§ Provided text
Did you know that she is the first person in the Bible to give God a name? A woman who Abraham and Sarah dishonored is forever honored in the pages of Scripture. Do you know what Ishmael’s name means?

Ishmael = God HEARS

Every time that Abraham said his name, every time Sarah heard his name spoken, every time that anyone said his name it was a sermon. God hears. Nothing escapes his notice. God sees and God hears. And even when you can’t see you can trust in the one who sees.

There is much more to the story. I hope you read it. And as you, remember that the point isn’t to figure who the good guys are and follow their examples. No. The point is to learn from their examples and then ask ourselves, what foundation am I building on?

What’s going on in your life right that isn’t quite right, and you want to be made right? What is something good that you long for and if you get honest with yourself you’re tempted to trust in your own power and what you can make happen for yourself?

  • What’s the foundation you’re building on in your hopes for financial security?
  • What’s the foundation you’re building on in your hopes for building a career?
  • What’s the foundation you’re building on in your hopes for finding a spouse?
  • What’s the foundation you’re building on in your hopes for getting your marriage back on track?
  • What’s the foundation you’re building on in your hopes for good for your kids?
  • What’s the foundation you’re building on in your hopes for retirement?
  • What’s the foundation you’re building on in your hopes for getting and holding onto significance, security, and satisfaction in life?

Will you let this story point you to Jesus. With all that you want to build, will you build on him and on his word?

§ Entries supplied
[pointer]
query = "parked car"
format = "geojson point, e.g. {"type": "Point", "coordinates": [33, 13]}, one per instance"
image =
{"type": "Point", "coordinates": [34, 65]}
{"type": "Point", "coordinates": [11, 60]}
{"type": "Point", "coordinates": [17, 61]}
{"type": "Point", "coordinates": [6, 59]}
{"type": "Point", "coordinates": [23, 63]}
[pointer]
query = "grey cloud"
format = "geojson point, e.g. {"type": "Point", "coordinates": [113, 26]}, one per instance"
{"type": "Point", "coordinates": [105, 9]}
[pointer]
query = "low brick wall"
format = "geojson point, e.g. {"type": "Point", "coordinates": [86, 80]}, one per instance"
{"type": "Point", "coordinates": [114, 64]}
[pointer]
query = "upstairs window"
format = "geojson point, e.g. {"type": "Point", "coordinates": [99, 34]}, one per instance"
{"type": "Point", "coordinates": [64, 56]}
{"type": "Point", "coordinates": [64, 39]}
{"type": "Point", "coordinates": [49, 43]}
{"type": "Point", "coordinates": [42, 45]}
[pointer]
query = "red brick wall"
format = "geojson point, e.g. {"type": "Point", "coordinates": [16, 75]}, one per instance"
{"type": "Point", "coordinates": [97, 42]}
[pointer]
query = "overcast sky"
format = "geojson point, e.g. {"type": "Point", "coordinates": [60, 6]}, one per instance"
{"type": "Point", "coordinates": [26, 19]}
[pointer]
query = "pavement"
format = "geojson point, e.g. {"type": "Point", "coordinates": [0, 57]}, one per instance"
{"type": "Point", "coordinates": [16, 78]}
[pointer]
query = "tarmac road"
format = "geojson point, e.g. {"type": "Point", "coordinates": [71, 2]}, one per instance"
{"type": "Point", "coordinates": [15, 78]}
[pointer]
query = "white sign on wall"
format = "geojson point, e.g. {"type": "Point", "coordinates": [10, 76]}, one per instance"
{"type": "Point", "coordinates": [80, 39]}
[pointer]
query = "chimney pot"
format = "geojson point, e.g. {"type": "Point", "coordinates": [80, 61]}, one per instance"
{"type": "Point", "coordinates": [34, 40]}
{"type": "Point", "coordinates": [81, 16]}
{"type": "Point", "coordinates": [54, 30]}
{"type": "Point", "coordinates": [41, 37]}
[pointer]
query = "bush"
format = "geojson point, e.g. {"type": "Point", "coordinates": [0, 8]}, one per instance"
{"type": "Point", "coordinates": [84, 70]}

§ What is asked
Can you transcribe everything in the devotional on Ishmael from "Every time that Abraham" down to "I building on?"? The rows come from a separate source unrelated to the devotional on Ishmael.

§ Result of this task
Every time that Abraham said his name, every time Sarah heard his name spoken, every time that anyone said his name it was a sermon. God hears. Nothing escapes his notice. God sees and God hears. And even when you can’t see you can trust in the one who sees.

There is much more to the story. I hope you read it. And as you, remember that the point isn’t to figure who the good guys are and follow their examples. No. The point is to learn from their examples and then ask ourselves, what foundation am I building on?